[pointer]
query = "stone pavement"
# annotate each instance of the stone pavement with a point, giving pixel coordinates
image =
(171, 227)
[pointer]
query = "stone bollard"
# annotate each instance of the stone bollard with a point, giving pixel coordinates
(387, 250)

━━━━

Copy out all of the data. Keep every word unchanged.

• _Answer_:
[pointer]
query = "stone pavement"
# annotate each instance of the stone pavement with a point, giving pixel coordinates
image =
(171, 227)
[pointer]
query = "stone bollard"
# annotate each instance of the stone bollard with a point, giving pixel coordinates
(387, 250)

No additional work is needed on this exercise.